#### Extract to read
_ _ _ _ _

General Terms and Conditions
Wilhelm Hundt GmbH
Status: October 2022
§ 1 Scope of application, form
(1) These General Terms and Conditions (“GTC”) apply to all our business relationships with our customers (“Buyer”).
(2) The products offered in our online store are aimed exclusively at entrepreneurs.
For the purposes of these General Terms and Conditions, an “entrepreneur” is a natural or legal person or a partnership with legal capacity that is acting in the exercise of its commercial or independent professional activity when concluding the contract (Section 14 (1) BGB).
(3) The GTC apply in particular to contracts for the sale and/or delivery of movable goods (“Goods”), irrespective of whether we manufacture the Goods ourselves or purchase them from suppliers. Unless otherwise agreed, the GTC in the version valid at the time of the Buyer’s order or in any case in the version last communicated to him in text form shall also apply as a framework agreement for similar future contracts without us having to refer to them again in each individual case.
(4) The customer’s terms and conditions shall not apply, even if we do not separately object to their validity in individual cases.
(5) Individual agreements made with the Buyer in individual cases (including collateral agreements, supplements and amendments), in particular certain guarantees of properties or recommendations for the use of our goods as well as information on repair times and periods, require our express written confirmation in order to be legally effective. Our sales representatives are authorized to place orders. An order shall not be deemed to have been accepted until it has been confirmed in writing by our company.
(6) Legally relevant declarations and notifications of the Buyer in relation to the contract (e.g. setting of deadlines, notification of defects, withdrawal or reduction) must be made in writing, i.e. in written or text form (e.g. letter, e-mail, fax). Statutory formal requirements and further evidence, in particular in the event of doubts about the legitimacy of the declaring party, remain unaffected.
(7) References to the validity of statutory provisions are for clarification purposes only. Even without such clarification, the statutory provisions shall therefore apply unless they are directly amended or expressly excluded in these GTC.
§ 2 Conclusion of contract
(1) Our offers are subject to change and non-binding. This shall also apply if we have provided the Buyer with catalogs, technical documentation (e.g. drawings, plans, calculations, calculations, references to DIN standards), other product descriptions or documents – also in electronic form – to which we reserve ownership rights and copyrights; they may not be reproduced and made accessible to third parties without our express written consent.
(2) The order of the goods by the Buyer shall be deemed a binding contractual offer. Unless otherwise stated in the order, we shall be entitled to accept this contractual offer within two (2) weeks of its receipt by us. Orders are always binding. Goods delivered free of defects will only be taken back as a gesture of goodwill and by separate agreement in individual cases. We do not take back custom-made products.

_ _ _ _ _

Data listing
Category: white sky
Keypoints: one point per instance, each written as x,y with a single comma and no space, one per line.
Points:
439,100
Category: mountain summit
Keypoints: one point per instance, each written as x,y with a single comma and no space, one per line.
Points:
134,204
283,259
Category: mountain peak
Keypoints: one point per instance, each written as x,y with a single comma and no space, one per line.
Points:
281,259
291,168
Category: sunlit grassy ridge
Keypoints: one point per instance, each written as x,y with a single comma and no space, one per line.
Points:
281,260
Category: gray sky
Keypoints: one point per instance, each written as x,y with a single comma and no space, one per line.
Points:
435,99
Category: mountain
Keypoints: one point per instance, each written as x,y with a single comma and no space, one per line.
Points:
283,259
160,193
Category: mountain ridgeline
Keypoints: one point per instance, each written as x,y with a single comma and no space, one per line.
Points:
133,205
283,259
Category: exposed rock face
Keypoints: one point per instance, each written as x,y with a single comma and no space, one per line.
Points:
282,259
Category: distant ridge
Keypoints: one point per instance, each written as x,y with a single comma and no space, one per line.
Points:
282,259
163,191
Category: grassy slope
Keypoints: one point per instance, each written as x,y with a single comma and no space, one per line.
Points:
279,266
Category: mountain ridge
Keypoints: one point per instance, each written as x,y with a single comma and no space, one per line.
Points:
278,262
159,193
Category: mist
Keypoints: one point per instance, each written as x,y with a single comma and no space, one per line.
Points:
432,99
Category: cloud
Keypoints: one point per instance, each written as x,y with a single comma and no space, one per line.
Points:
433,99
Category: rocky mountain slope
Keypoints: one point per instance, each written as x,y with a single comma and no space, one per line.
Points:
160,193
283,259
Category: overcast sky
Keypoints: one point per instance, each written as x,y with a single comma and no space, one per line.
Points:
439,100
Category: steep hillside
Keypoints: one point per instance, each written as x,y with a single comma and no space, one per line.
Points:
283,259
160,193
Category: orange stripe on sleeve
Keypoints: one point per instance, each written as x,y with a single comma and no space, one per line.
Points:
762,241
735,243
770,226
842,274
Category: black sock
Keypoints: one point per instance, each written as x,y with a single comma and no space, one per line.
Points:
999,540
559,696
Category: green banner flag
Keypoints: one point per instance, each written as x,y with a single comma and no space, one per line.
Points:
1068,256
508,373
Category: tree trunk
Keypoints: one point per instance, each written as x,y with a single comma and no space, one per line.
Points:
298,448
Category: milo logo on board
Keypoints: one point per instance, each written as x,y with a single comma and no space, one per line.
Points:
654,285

_ _ _ _ _

#### Complete the following
[A] Do these statements agree with the terms and conditions? Answer yes or no for each, and quote the words from the terms and conditions that decide it. (i) The products in the online store are aimed at consumers as well as entrepreneurs. (ii) A Buyer may send a notification of defects by e-mail. (iii) Custom-made products can be taken back.
[B] Copy the stretch of the terms and conditions from "(7) References to" through "express written consent.".

#### Solution list
[A]
(i) No: "The products offered in our online store are aimed exclusively at entrepreneurs."
(ii) Yes: "must be made in writing, i.e. in written or text form (e.g. letter, e-mail, fax)"
(iii) No: "We do not take back custom-made products."

[B]
(7) References to the validity of statutory provisions are for clarification purposes only. Even without such clarification, the statutory provisions shall therefore apply unless they are directly amended or expressly excluded in these GTC.
§ 2 Conclusion of contract
(1) Our offers are subject to change and non-binding. This shall also apply if we have provided the Buyer with catalogs, technical documentation (e.g. drawings, plans, calculations, calculations, references to DIN standards), other product descriptions or documents – also in electronic form – to which we reserve ownership rights and copyrights; they may not be reproduced and made accessible to third parties without our express written consent.